◆ TASK GOAL ◆
Format the entries from their start through the line containing "428 193 L 445", both ends included, as a JSON list of strings with one string per line and no blank lines. Leave the picture out.

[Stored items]
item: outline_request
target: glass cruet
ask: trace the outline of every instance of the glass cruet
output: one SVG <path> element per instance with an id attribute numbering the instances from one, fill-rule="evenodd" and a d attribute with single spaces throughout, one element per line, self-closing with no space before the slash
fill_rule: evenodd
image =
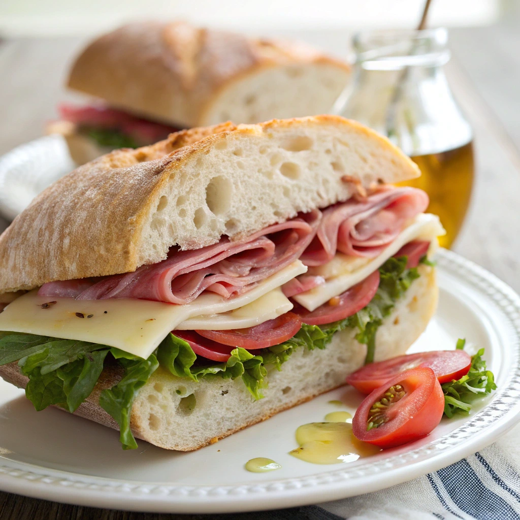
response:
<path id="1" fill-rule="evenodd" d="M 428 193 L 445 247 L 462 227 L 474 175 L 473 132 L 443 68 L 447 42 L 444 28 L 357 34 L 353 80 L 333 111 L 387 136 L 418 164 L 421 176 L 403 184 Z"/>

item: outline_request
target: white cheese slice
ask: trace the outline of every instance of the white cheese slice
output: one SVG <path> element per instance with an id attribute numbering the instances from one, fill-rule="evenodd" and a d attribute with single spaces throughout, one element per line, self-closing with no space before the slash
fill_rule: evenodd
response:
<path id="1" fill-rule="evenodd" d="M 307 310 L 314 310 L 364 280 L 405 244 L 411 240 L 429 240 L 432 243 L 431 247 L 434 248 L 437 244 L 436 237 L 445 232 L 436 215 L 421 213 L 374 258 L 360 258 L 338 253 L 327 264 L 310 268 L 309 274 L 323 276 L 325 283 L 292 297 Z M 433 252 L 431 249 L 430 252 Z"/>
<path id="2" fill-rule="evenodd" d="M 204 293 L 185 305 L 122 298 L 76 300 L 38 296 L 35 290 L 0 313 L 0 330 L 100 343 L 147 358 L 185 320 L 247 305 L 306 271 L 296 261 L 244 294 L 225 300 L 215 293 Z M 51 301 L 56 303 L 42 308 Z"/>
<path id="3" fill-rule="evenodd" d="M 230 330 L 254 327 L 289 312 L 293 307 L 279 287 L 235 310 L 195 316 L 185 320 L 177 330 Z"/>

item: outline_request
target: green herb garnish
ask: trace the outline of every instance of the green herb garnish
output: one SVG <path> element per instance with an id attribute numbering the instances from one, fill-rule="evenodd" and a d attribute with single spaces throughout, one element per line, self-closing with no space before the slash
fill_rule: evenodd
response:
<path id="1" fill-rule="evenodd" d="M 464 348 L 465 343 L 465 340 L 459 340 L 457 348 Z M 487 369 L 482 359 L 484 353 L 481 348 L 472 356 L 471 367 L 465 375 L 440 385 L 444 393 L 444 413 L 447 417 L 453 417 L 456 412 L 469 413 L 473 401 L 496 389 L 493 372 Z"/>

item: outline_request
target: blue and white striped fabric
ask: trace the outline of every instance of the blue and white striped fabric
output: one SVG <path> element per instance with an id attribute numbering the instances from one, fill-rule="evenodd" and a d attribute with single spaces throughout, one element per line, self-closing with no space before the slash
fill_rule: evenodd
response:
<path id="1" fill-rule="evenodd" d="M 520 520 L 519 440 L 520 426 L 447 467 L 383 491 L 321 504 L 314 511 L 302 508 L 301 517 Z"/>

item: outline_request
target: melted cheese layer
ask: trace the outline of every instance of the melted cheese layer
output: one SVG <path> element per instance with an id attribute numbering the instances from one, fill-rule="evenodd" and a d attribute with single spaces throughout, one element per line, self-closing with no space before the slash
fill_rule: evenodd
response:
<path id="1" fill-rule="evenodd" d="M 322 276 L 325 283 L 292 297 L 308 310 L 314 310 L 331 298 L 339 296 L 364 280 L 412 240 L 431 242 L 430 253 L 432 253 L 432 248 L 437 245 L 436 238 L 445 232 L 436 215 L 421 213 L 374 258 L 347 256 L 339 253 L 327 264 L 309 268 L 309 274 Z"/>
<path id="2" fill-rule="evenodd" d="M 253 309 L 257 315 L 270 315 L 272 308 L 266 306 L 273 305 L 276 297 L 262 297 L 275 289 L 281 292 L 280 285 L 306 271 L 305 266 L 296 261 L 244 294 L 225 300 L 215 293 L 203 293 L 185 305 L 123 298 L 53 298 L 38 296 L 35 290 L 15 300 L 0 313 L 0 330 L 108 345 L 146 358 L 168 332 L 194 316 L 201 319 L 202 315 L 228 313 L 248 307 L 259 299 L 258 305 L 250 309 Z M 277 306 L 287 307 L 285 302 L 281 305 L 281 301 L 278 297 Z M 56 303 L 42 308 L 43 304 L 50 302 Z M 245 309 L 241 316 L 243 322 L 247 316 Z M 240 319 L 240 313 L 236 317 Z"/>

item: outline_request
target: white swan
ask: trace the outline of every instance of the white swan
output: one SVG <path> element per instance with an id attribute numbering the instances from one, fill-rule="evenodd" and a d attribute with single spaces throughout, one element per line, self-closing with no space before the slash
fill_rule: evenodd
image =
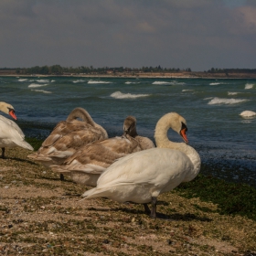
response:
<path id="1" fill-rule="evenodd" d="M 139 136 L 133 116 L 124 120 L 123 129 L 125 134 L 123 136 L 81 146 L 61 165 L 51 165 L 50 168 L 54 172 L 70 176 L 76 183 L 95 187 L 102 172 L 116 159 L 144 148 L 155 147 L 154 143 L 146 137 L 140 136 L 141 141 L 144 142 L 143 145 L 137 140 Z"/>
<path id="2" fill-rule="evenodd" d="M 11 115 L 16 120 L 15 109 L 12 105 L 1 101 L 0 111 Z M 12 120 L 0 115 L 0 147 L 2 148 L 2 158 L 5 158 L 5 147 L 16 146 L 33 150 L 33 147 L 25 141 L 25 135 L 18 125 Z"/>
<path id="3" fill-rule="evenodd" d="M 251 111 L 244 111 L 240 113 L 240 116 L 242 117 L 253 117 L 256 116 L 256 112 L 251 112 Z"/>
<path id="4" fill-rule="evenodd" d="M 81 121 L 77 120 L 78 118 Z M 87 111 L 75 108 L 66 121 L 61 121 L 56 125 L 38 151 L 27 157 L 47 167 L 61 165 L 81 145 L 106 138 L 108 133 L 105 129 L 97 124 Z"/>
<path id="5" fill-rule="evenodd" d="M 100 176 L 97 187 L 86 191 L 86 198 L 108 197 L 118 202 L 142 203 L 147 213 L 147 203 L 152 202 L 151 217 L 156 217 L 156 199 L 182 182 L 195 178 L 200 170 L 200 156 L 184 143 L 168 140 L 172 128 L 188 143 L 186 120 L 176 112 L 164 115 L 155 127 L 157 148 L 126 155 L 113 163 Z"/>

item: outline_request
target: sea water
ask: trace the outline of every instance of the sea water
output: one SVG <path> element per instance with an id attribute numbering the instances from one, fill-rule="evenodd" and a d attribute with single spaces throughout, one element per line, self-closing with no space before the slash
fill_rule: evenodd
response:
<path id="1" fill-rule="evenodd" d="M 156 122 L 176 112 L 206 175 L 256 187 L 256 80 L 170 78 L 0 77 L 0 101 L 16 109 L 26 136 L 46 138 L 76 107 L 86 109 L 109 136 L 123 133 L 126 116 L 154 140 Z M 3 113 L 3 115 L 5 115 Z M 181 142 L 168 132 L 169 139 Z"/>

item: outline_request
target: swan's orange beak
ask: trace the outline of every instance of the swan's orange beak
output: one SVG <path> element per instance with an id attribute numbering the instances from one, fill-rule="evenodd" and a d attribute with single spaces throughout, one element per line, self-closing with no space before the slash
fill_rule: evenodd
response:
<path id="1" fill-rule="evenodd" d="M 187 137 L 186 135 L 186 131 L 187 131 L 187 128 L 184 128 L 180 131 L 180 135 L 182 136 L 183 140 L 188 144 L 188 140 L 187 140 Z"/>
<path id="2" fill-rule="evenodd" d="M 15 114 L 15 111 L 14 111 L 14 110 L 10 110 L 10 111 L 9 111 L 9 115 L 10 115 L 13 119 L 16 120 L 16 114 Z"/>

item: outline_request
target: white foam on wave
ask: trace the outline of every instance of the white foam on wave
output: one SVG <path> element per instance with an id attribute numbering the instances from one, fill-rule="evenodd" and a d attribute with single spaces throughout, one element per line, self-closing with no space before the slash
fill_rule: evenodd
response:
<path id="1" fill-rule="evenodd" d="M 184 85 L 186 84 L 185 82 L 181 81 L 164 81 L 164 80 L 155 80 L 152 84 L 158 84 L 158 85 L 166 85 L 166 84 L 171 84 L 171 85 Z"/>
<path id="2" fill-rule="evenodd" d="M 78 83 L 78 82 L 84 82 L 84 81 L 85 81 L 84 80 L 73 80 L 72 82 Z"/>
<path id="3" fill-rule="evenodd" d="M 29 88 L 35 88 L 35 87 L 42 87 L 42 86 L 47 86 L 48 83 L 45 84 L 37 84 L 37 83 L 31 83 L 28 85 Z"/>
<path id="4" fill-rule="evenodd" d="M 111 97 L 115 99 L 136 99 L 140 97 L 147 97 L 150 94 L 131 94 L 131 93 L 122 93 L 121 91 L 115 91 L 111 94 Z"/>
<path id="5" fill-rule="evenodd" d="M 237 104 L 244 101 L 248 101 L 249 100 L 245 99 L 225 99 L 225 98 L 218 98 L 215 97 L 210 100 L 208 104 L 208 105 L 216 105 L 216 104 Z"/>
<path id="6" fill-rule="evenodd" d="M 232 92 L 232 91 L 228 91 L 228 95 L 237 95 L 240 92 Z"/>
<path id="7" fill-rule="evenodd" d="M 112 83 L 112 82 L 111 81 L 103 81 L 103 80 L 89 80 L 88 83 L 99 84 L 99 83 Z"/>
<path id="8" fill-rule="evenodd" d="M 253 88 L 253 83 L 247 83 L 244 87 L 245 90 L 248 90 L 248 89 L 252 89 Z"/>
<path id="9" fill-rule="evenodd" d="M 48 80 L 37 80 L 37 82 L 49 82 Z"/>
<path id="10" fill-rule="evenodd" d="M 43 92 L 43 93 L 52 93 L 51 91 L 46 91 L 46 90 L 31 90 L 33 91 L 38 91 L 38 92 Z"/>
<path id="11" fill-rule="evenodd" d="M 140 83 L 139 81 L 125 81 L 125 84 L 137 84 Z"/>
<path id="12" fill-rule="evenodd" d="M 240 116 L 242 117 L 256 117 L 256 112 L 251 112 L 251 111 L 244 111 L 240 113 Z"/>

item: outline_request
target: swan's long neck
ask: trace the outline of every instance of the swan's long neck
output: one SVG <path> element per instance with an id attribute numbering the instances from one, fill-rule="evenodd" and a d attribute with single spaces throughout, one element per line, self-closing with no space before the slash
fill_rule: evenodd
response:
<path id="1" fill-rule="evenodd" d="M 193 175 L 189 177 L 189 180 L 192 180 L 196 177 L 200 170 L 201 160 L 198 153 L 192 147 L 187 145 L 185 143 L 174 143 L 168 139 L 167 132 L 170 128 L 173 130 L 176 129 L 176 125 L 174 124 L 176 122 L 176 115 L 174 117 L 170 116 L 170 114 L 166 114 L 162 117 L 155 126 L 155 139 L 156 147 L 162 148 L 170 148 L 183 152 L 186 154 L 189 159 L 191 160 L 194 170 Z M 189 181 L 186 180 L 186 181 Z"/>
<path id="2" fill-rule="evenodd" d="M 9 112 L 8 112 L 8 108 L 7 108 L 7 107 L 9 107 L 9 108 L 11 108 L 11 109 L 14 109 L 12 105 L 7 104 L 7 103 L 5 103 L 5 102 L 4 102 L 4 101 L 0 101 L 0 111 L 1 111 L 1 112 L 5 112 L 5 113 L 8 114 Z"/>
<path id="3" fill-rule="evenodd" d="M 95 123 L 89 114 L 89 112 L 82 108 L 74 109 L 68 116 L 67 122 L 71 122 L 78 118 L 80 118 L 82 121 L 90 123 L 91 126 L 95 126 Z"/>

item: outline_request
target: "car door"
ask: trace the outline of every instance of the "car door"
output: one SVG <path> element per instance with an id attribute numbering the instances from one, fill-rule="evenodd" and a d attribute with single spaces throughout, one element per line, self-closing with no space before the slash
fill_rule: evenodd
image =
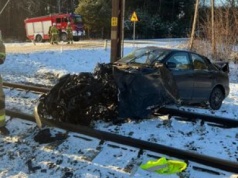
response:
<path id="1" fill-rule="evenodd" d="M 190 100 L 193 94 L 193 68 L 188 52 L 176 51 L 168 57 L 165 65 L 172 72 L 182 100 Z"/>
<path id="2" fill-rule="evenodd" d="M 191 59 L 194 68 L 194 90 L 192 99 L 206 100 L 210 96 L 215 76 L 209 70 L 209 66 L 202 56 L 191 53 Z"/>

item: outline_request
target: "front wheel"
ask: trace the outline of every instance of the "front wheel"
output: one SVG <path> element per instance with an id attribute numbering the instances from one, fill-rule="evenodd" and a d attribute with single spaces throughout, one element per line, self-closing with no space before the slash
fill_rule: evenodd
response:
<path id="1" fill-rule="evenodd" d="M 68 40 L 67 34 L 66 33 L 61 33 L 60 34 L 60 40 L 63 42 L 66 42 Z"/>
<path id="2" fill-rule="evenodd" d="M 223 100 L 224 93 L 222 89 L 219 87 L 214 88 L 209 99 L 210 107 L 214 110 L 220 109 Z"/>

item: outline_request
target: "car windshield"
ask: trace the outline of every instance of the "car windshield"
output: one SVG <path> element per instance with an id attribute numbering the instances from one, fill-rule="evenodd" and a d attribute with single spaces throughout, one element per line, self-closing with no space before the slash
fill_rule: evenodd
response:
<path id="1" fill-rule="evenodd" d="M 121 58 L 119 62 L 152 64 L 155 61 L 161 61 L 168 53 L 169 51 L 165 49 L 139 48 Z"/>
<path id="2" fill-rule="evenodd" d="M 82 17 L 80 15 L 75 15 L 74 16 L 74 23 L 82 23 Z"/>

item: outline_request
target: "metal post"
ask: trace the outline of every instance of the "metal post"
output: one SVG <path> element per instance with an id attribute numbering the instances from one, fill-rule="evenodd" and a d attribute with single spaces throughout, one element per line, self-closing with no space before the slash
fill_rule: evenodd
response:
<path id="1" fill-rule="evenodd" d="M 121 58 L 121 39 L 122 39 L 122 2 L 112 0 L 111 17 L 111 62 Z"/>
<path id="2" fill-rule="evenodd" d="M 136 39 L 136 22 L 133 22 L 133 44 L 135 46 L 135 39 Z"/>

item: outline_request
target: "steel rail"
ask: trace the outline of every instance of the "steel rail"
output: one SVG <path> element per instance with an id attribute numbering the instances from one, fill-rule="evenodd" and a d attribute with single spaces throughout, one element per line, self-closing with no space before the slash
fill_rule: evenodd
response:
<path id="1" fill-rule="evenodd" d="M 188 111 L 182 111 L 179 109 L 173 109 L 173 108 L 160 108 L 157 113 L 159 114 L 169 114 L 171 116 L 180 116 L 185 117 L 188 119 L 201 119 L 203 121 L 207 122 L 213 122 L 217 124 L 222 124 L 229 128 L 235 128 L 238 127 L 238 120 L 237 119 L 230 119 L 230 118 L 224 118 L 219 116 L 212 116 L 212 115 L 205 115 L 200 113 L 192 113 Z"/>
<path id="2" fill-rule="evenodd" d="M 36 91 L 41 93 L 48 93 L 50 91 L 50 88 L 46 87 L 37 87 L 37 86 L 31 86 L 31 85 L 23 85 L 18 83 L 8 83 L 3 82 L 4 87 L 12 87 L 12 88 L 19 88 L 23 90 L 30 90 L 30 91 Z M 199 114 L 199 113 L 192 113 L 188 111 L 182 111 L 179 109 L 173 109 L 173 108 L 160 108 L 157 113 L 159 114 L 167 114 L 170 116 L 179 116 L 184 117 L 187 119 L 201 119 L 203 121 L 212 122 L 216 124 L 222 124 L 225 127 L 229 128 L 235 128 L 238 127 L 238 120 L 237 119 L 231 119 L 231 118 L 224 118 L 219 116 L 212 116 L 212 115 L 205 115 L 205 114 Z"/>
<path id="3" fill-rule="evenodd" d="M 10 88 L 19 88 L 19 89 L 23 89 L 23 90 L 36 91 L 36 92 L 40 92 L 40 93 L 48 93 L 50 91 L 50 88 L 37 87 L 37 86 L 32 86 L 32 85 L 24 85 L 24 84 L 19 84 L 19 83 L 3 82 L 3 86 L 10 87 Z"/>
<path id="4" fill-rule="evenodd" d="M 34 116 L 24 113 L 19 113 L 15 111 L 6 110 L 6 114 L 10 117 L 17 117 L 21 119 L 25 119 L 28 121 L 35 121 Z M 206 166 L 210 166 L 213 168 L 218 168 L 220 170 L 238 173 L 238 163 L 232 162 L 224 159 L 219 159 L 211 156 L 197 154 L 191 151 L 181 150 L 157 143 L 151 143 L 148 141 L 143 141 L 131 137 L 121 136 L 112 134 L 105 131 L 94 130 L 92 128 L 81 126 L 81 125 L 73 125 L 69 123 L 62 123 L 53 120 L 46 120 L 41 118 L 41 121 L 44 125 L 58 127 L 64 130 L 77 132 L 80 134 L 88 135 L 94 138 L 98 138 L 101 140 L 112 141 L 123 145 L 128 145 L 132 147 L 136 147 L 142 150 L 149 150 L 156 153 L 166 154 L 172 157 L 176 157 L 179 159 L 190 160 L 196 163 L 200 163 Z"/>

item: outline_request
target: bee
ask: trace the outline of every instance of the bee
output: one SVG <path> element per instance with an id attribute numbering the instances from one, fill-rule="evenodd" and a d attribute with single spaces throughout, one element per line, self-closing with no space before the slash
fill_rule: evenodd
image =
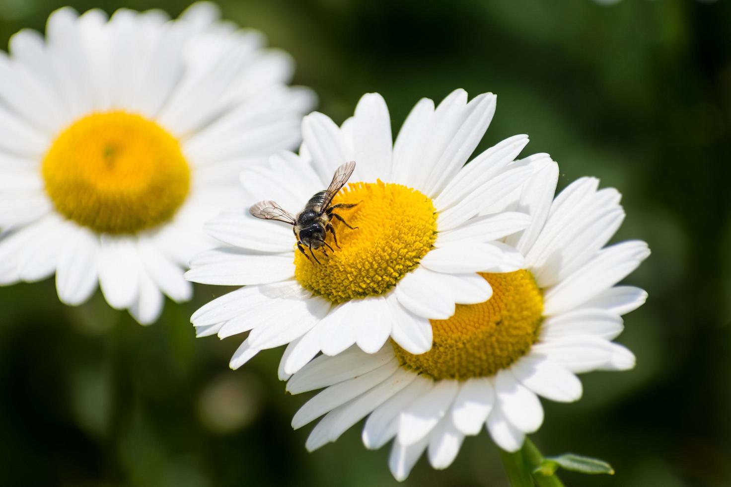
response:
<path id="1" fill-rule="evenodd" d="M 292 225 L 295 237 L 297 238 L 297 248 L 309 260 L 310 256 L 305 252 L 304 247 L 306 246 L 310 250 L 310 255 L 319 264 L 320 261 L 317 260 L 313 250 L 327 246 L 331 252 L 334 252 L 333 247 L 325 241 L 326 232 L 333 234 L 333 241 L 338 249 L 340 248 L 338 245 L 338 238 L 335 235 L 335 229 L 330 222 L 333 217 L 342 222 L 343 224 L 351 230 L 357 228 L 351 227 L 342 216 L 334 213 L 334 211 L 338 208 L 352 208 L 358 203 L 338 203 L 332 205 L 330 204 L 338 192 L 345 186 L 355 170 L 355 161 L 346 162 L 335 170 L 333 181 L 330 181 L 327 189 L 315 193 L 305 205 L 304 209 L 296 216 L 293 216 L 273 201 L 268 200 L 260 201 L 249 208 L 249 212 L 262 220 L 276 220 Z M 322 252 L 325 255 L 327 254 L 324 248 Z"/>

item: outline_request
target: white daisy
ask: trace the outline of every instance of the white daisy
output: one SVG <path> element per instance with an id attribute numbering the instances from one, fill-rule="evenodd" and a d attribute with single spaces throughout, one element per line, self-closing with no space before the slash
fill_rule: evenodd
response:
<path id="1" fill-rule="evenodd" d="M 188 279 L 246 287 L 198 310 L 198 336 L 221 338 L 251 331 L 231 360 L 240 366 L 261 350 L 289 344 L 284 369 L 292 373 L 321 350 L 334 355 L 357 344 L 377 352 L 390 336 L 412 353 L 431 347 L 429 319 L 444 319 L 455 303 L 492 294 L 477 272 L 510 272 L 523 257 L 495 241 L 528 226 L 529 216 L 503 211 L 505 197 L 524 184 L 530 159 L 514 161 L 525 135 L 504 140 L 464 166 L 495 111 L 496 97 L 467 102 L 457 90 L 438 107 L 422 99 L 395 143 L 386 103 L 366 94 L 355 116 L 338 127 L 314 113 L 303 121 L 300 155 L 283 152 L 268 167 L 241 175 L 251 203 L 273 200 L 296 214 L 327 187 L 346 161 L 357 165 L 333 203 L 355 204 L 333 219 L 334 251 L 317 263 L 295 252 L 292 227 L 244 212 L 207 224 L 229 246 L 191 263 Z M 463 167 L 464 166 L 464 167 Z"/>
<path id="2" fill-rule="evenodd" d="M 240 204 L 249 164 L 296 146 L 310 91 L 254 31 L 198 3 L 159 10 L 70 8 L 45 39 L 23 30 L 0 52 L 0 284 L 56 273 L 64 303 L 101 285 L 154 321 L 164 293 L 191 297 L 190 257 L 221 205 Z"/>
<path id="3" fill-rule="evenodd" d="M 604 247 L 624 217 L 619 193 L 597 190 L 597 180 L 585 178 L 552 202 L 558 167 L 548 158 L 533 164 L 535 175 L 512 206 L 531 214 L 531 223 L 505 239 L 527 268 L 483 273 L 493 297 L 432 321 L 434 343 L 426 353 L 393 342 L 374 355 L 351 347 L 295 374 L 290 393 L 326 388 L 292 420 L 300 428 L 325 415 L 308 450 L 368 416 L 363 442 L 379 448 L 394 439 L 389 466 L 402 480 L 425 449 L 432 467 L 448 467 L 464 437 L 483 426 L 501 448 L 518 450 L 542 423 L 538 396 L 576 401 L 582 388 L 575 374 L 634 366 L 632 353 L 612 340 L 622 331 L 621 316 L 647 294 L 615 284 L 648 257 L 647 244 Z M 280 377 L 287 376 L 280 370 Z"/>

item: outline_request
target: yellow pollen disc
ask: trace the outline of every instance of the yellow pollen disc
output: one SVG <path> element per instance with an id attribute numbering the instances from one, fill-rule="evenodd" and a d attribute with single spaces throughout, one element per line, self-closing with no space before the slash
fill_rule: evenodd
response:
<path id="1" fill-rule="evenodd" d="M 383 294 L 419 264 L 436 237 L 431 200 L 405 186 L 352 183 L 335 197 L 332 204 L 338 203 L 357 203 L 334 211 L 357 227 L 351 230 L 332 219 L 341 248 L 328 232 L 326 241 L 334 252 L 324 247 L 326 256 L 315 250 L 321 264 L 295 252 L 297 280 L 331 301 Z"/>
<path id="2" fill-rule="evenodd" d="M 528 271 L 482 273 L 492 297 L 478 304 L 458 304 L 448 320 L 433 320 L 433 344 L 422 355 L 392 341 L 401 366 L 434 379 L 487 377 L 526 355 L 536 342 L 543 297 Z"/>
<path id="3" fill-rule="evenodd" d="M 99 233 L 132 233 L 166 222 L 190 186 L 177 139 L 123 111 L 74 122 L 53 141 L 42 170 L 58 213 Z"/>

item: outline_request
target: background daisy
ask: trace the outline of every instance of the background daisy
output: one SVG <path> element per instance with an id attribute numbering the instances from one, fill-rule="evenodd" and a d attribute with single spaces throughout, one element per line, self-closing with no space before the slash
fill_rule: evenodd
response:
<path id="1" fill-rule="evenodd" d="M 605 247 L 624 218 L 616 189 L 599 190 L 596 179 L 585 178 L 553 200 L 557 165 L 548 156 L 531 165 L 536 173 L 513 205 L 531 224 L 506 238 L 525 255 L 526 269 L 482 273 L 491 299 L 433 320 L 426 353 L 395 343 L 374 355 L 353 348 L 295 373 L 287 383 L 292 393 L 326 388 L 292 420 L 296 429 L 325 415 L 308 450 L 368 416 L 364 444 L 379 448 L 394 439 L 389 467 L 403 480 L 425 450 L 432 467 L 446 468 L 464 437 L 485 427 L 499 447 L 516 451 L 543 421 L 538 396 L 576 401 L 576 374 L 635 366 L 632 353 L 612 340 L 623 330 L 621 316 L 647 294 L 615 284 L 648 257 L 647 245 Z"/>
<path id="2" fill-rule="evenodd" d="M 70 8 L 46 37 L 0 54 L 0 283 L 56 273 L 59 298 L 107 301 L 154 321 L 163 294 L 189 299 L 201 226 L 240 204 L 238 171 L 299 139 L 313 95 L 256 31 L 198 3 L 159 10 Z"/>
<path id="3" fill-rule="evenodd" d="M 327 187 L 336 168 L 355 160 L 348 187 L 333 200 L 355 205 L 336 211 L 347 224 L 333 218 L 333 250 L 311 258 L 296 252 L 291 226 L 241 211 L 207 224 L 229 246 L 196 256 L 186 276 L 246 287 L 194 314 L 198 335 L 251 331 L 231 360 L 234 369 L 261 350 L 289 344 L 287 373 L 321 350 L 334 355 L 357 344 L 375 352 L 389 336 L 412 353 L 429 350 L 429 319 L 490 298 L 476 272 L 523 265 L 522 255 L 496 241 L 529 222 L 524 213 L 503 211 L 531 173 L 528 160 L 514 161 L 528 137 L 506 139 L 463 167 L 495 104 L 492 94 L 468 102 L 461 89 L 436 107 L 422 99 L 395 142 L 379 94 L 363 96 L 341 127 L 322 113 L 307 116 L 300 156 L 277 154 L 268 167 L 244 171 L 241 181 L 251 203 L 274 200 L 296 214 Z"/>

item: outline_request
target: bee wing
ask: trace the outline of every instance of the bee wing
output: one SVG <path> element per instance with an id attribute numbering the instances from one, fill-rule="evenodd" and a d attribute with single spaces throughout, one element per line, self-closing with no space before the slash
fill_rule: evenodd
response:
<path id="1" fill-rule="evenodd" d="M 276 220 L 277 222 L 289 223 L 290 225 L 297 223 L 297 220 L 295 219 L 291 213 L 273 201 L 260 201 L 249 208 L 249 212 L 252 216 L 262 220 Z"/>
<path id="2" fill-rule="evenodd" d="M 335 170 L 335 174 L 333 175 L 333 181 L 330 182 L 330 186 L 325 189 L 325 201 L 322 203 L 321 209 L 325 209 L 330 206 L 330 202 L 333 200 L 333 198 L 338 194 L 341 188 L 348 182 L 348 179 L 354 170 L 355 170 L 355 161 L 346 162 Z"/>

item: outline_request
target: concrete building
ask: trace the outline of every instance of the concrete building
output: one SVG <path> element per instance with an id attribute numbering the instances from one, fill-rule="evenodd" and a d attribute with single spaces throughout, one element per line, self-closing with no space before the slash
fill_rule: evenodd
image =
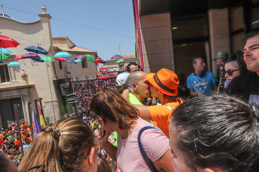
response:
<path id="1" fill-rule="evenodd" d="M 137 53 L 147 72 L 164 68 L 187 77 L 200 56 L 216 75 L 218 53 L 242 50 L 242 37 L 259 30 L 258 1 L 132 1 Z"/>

◆ SOLUTION TO THE EXERCISE ◆
[
  "item: outline_request",
  "target: glass cruet",
  "ask: trace the outline of every instance of the glass cruet",
  "output: one SVG <path> element per instance with an id attribute numbering the instances from one, fill-rule=\"evenodd\" and a d attribute with single spaces throughout, one element per line, self-closing with no space before the slash",
  "fill_rule: evenodd",
  "image =",
  "response:",
  "<path id=\"1\" fill-rule=\"evenodd\" d=\"M 428 193 L 445 247 L 462 227 L 474 175 L 473 132 L 443 68 L 447 42 L 444 28 L 357 34 L 353 80 L 333 111 L 387 136 L 418 164 L 421 176 L 403 184 Z\"/>"
]